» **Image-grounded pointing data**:
---*---
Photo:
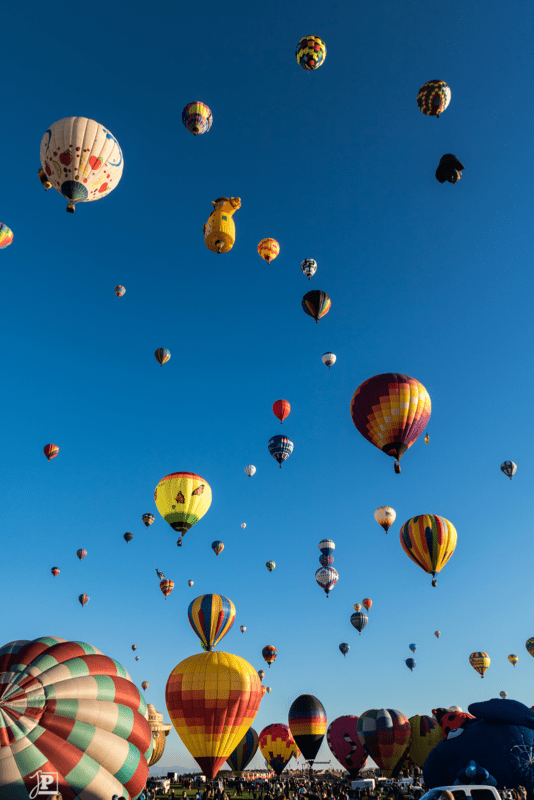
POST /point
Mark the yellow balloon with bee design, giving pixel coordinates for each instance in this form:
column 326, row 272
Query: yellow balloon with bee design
---*---
» **TASK**:
When copying the records above, please match them exactly but leave out all pictures.

» **YOUR RESPONSE**:
Photo:
POST /point
Mark the yellow balloon with bee design, giving pixel coordinates for each instance in this form:
column 326, row 272
Query: yellow balloon with bee design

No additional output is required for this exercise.